● **AIM OF THE EXERCISE**
Output exactly the lines below, starting with the line that has "Target: horizon" and going on through the line that has "Target: orchard row", both included, and no other lines.

Natural-language object grounding data:
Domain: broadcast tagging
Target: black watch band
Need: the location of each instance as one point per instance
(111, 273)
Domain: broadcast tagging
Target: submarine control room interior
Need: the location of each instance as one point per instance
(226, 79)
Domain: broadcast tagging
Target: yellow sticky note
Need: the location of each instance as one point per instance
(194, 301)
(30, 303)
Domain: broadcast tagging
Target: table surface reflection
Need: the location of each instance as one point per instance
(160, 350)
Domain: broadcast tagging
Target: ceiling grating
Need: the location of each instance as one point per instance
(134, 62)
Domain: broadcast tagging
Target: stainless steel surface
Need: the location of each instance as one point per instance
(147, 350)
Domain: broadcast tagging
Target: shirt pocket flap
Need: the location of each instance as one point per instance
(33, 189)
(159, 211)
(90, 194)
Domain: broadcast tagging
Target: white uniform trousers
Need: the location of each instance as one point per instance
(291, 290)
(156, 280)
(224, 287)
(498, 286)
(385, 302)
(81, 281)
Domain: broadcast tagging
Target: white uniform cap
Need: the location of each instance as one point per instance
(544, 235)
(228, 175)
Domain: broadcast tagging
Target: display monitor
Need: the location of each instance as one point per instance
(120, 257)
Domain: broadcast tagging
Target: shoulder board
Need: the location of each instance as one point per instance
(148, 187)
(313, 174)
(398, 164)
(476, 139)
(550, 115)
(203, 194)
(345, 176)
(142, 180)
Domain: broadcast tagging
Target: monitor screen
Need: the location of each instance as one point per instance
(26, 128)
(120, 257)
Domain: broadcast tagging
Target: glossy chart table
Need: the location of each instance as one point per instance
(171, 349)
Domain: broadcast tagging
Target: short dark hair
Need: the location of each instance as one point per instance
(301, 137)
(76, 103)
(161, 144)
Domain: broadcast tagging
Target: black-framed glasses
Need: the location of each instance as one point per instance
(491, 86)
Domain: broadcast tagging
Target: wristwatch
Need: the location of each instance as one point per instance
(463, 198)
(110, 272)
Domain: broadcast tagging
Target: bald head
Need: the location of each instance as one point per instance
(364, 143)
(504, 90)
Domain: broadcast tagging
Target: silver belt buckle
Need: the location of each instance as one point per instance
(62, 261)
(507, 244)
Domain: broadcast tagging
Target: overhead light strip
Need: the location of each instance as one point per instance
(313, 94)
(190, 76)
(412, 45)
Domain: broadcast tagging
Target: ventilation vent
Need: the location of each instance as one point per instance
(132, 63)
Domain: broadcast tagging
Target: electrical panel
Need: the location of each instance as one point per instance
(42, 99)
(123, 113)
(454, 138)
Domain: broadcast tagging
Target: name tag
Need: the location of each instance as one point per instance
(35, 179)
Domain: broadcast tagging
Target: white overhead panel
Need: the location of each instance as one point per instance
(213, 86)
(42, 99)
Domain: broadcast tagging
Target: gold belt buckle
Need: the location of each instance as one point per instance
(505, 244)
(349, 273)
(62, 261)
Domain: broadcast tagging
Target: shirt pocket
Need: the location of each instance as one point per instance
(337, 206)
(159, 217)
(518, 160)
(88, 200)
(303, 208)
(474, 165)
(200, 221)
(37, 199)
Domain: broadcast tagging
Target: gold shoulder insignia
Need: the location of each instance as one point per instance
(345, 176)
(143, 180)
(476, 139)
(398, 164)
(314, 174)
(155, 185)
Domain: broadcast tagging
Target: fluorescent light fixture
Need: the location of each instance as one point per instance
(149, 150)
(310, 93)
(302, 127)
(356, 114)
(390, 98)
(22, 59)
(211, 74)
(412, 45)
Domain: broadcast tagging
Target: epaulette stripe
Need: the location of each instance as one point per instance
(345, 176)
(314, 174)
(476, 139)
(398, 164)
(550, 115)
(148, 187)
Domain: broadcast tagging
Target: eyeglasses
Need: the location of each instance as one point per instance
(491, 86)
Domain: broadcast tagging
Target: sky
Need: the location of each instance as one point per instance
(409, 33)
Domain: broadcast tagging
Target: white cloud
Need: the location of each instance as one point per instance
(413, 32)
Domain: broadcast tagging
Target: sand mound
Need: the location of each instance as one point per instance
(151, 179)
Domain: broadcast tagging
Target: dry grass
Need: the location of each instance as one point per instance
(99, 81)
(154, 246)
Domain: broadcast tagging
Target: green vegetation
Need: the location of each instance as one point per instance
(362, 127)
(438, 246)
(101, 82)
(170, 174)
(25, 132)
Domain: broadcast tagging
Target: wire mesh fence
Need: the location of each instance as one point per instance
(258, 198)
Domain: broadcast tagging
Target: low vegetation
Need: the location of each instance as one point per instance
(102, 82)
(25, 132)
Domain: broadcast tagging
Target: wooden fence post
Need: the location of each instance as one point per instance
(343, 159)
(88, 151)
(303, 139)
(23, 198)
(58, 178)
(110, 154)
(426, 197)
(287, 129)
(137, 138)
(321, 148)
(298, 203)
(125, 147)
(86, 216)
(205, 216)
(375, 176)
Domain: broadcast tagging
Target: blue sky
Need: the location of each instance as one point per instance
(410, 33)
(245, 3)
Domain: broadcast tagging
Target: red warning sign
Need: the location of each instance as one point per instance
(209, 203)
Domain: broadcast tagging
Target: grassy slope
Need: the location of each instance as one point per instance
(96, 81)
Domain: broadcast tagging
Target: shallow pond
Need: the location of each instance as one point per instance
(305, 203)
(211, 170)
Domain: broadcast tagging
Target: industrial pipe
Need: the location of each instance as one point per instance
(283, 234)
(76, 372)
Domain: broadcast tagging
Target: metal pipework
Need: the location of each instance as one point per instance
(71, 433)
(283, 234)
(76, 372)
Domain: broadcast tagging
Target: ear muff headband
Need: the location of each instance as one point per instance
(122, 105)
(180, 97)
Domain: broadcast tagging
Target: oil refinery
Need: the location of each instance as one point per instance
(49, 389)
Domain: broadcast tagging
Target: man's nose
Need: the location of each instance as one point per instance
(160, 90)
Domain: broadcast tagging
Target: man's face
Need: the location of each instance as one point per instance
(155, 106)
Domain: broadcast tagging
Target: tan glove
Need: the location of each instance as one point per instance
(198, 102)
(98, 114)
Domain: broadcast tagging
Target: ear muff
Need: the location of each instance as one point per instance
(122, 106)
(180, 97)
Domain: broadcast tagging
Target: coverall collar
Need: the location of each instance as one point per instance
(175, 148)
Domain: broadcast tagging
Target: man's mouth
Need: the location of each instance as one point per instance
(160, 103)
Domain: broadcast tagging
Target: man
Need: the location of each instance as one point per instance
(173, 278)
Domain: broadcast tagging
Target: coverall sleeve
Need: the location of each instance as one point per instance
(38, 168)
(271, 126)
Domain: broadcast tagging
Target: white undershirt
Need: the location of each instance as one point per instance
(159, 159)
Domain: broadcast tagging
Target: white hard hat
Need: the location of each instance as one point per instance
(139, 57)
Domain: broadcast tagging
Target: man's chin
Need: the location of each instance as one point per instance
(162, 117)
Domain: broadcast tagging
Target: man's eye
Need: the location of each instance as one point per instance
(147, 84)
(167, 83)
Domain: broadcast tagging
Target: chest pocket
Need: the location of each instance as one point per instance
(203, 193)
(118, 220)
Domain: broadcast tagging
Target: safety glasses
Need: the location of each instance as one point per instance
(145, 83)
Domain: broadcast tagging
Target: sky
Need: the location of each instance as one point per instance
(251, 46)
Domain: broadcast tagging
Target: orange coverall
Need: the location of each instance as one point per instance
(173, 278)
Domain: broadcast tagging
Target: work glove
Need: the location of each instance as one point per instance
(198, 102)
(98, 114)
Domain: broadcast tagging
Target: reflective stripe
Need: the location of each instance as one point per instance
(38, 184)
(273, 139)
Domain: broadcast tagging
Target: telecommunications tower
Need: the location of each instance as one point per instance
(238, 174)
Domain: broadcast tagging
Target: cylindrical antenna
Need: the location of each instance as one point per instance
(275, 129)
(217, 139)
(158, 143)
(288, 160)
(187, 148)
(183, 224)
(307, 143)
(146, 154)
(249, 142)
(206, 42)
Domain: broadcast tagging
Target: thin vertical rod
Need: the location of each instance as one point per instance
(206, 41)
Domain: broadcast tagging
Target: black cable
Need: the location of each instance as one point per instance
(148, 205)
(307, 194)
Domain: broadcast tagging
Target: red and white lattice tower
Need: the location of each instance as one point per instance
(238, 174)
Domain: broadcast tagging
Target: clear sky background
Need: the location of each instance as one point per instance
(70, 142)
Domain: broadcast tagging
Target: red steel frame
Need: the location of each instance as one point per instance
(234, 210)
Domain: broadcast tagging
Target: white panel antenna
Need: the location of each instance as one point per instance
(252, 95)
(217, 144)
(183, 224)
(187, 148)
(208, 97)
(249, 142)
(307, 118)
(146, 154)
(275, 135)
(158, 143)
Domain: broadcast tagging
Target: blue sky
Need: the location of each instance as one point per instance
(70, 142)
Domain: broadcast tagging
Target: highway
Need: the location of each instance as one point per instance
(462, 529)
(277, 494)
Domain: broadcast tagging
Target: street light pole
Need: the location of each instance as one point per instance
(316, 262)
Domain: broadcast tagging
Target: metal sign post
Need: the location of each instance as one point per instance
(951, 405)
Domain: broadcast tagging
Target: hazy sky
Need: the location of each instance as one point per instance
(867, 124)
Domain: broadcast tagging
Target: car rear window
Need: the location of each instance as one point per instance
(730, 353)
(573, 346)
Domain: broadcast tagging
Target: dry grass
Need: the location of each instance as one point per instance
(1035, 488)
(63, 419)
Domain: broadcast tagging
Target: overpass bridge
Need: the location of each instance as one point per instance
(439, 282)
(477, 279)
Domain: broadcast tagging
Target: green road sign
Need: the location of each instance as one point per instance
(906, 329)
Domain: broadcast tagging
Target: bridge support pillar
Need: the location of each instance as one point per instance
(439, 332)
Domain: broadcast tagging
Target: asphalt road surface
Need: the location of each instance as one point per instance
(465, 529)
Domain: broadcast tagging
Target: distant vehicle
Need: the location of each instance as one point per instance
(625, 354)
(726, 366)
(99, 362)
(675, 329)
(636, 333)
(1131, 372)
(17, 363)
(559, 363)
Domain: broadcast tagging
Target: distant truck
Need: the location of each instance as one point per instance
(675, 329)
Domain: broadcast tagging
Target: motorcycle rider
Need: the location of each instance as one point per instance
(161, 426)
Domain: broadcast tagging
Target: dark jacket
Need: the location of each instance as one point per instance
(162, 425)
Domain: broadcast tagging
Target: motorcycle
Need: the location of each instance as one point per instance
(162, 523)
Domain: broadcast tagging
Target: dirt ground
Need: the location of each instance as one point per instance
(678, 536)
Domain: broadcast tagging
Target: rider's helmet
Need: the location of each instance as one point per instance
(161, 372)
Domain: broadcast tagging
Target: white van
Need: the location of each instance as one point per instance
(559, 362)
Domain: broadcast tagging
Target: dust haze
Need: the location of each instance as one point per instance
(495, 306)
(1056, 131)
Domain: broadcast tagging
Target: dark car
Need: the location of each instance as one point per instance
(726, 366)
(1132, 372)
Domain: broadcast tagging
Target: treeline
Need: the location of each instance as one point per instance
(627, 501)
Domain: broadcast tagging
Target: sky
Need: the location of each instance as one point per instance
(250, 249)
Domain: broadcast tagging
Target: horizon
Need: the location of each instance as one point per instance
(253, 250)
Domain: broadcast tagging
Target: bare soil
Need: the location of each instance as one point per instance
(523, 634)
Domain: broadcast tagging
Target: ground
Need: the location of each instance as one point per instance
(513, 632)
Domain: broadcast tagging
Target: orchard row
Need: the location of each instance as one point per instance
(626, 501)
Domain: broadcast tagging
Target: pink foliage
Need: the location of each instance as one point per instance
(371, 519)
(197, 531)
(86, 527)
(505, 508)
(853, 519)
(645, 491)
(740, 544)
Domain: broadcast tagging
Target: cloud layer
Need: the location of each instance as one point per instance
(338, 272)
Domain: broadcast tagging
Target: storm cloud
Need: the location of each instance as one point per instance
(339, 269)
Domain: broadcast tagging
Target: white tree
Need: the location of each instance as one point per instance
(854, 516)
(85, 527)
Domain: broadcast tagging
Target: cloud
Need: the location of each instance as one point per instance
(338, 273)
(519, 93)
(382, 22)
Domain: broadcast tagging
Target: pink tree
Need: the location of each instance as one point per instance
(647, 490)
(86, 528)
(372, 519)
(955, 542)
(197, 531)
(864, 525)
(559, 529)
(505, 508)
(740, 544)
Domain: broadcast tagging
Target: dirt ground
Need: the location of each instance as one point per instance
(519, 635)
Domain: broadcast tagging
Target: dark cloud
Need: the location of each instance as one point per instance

● **RESULT FOR THIS EXERCISE**
Target: horizon
Need: the location of each instance as one point per instance
(253, 250)
Domain: broadcast tagging
Target: bare soil
Need: the location of each instance as one point per instance
(523, 634)
Domain: broadcast tagging
Target: ground
Need: the location of each instance as one point per instance
(513, 632)
Domain: broadcast tagging
Target: orchard row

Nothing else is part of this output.